**DOCUMENT TEXT**.
One report said, “During the early part of this week he seemed to be on the mend, but his condition became worse yesterday.”
7
He died
at home on May 31, surrounded by his family. Flags were lowered throughout the Queen City for his funeral, though he had directed that it should be “strictly private, absolutely plain, simple and inexpensive.”
8
The mayor and several aldermen came anyway. Tributes poured in from across the province and beyond.

Incredibly, Robertson's iron grip over the Ontario Hockey Association did not loosen with his death. His carefully groomed cadre of activists would provide the OHA with successors for many years to come. Before taking any decision, these men would first carefully reflect upon what John Ross might be thinking in his grave, as if he were still sitting there among them.

Meanwhile, as the amateur leaders retreated into splendid isolation like the emperors of the Forbidden City, professionalism continued to progress. Pro hockey's business structures were consolidating, becoming ever more disciplined and marketing themselves ever more effectively. The professional level was becoming the sport's highest, and was gradually being acknowledged as such. The developmental stages of hockey began to quietly fall under the influence of the commercial side of the game.

By the time that fortress of professional hockey, Maple Leaf Gardens, opened its doors in 1931, the OHA was in desperate retreat. The Great Depression was putting the final nails in the coffin of the once-omnipotent amateur order. The decade's economic ravages, along with the popularity of the pros and the exodus of players, were threatening to bankrupt the old association. In a deathbed conversion, its leaders proclaimed Simon-pure amateurism to be a historic anachronism. In fact, in 1936 the OHA led the CAHA into a financial arrangement that effectively made amateur hockey the farm system of the NHL.

One of the advocates of the OHA's eventual abandonment of John Ross Robertson's creed turned out to be none other than Billy Hewitt himself. “The Long Survivor”

**EXERCISE REQUIREMENTS**. Reproduce the portion of the passage on the Ontario Hockey Association that starts at the words "Meanwhile, as the" and ends after the words "of the game.".

[Excerpts from a detection dataset]
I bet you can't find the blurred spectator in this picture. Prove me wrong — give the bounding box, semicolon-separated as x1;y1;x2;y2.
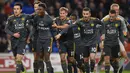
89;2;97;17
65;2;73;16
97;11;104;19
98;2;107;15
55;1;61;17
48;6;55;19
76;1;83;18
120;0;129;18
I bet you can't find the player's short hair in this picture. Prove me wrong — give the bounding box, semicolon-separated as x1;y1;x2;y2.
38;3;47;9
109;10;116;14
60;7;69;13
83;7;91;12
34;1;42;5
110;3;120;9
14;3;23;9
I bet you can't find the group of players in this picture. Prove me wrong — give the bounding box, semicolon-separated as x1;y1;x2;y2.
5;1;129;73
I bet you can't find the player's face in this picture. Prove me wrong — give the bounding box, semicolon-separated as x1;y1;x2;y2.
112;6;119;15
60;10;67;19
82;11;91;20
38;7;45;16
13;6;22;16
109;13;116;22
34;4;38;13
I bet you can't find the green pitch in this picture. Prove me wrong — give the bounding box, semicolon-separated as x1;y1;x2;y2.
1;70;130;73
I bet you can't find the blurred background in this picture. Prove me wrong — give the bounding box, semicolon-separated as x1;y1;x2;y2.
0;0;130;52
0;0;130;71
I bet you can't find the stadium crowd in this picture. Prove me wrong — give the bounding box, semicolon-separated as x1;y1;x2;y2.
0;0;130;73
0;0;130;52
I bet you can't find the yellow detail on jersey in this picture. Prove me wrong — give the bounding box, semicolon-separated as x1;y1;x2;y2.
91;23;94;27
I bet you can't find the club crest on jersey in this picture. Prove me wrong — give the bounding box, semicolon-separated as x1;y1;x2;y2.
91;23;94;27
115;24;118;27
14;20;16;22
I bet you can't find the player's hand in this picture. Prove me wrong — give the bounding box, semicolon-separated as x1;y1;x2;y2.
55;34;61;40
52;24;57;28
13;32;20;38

**EXERCISE RESULT**.
Meanwhile, as the amateur leaders retreated into splendid isolation like the emperors of the Forbidden City, professionalism continued to progress. Pro hockey's business structures were consolidating, becoming ever more disciplined and marketing themselves ever more effectively. The professional level was becoming the sport's highest, and was gradually being acknowledged as such. The developmental stages of hockey began to quietly fall under the influence of the commercial side of the game.